Es innegable que Aristóteles pudo así establecer, por primera vez, la analogía del ente. Parece incluso que precisó que se trataba de la denominada analogía de atribución, al indicar que: «el ente se dice de varios modos; pero todo ente se dice en orden a un sólo principio. Unos, en efecto, se dicen entes porque son substancias; otros, porque son afecciones de la substancia; otros, porque son camino hacia la substancia, o corrupciones o privaciones o cualidades de la substancia, o porque producen o generan la substancia, o las cosas dichas en orden a la substancia, o porque son negaciones de alguna de estas cosas o de la substancia».

Con la analogía, la Metafísica no sólo se ocupa de los elementos inmanentes del ente común, de sus propiedades y de sus modalidades, generales y particulares, sino también del ascenso a la causa propia trascendente del ente. Por la línea de la casualidad se llega a Dios, pero concebido analógicamente. La Teología no es, por tanto, una metafísica especial, como se presenta en la estructura wolffiana, porque Dios no es un objeto propio o sujeto. Dios no es, como recrimina Heidegger, un «ente» el ente primero.

La metafísica tiene un único sujeto, una única formalidad, la consideración del ente en cuanto a ente. De ahí que la Metafísica sea una ciencia única y que carezca de sentido hablar de metafísicas especiales. La metafísica de Aristóteles se puede considerar como  dividida en Ontología y Teología, pero entendiendo por la primera el tratado del ente en cuanto ente, y por la Teología, el tratado de Dios en cuanto primera causa del ente común, conservando así la formalidad ontológica. La teología es, pues, el capítulo final de la Metafísica, y ésta es siempre formalmente Ontología.

  1. UNIDAD DE LA METAFISICA

En la metafísica aristotélica, Dios no «entra» como un ente intramundano, como un ente entre los entes, o como una causa entre las causas, aunque sea «primera» e infinita. En su Comentario a la Metafísica, el Aquinate comienza precisamente haciendo coincidir la Filosofía primera, la Metafísica y la Teología o Ciencia Divina.

Todas las ciencias y artes se ordenan a una sola cosa, a saber, a la perfección del hombre, que es su felicidad; es, pues, preciso que una de ellas rija a las demás, y ésa lleva merecidamente el nombre de Sabiduría, ya que es propio del sabio el ordenar. Así como, en decir, del filósofo en la obra mencionada, los hombres dotados de inteligencia poderosa son por naturaleza jefes y señores de los demás, y los robustos de cuerpo, pero menos dotados intelectualmente, son por naturaleza siervos; de la misma manera, la ciencia que por naturaleza debe ser la reguladora de las demás tiene que ser la que es la más intelectual; y esa es la que versa sobre los objetos más inteligibles. En segundo lugar, atendida la relación entre el entendimiento y los sentidos: Como el conocimiento sensible versa sobre lo particular, la diferencia del entendimiento respecto del sentido parece estar en que el entendimiento conoce lo universal.

+++++

Acciones requeridas:
1. Enumera los pensadores a los que el texto sobre la metafísica aristotélica nombra directamente, ya sea por su nombre o por un sobrenombre.
2. Reproduce, por favor, el pasaje del texto sobre la metafísica aristotélica que empieza en las palabras "La metafísica tiene" y termina después de "siempre formalmente Ontología.".
Los datos son un material independiente del texto sobre la metafísica aristotélica.

Información proporcionada:
+++++

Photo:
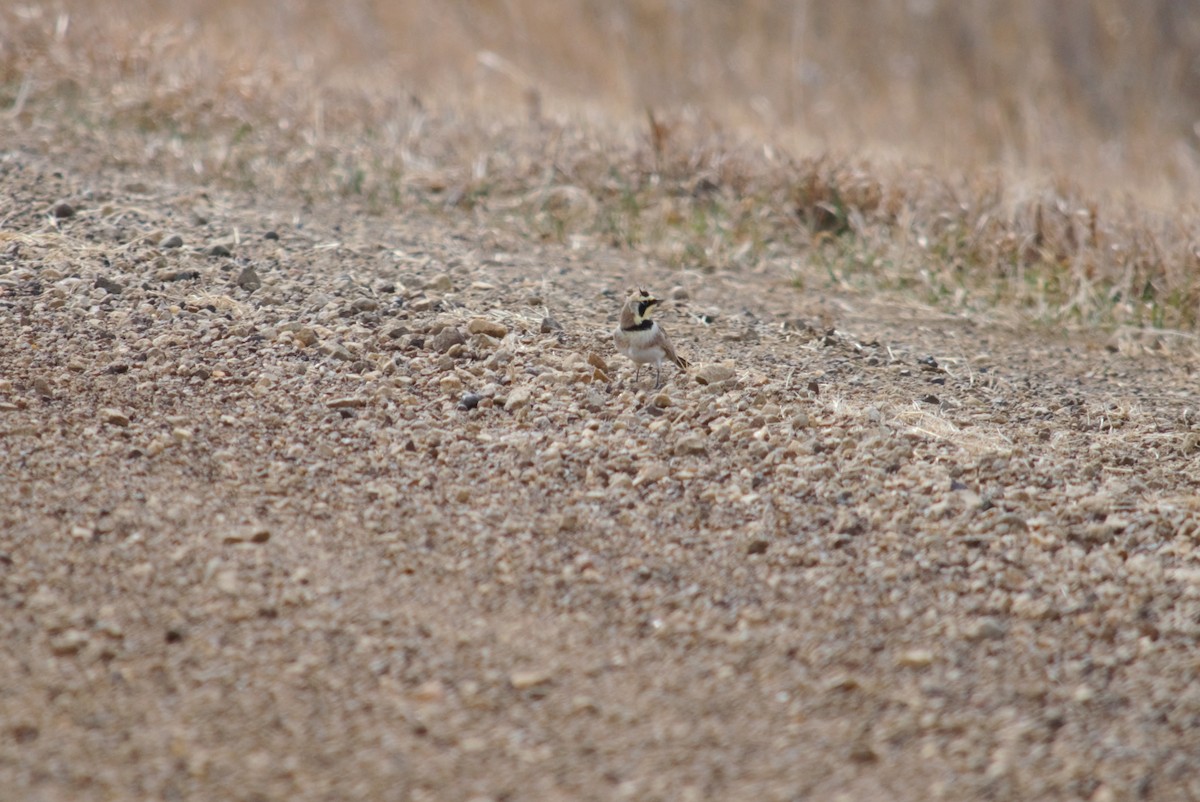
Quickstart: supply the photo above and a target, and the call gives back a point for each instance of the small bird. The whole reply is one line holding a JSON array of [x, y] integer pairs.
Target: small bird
[[642, 339]]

+++++

Respuestas del ejercicio:
1. Aristóteles, Heidegger y el Aquinate.

2.
La metafísica tiene un único sujeto, una única formalidad, la consideración del ente en cuanto a ente. De ahí que la Metafísica sea una ciencia única y que carezca de sentido hablar de metafísicas especiales. La metafísica de Aristóteles se puede considerar como  dividida en Ontología y Teología, pero entendiendo por la primera el tratado del ente en cuanto ente, y por la Teología, el tratado de Dios en cuanto primera causa del ente común, conservando así la formalidad ontológica. La teología es, pues, el capítulo final de la Metafísica, y ésta es siempre formalmente Ontología.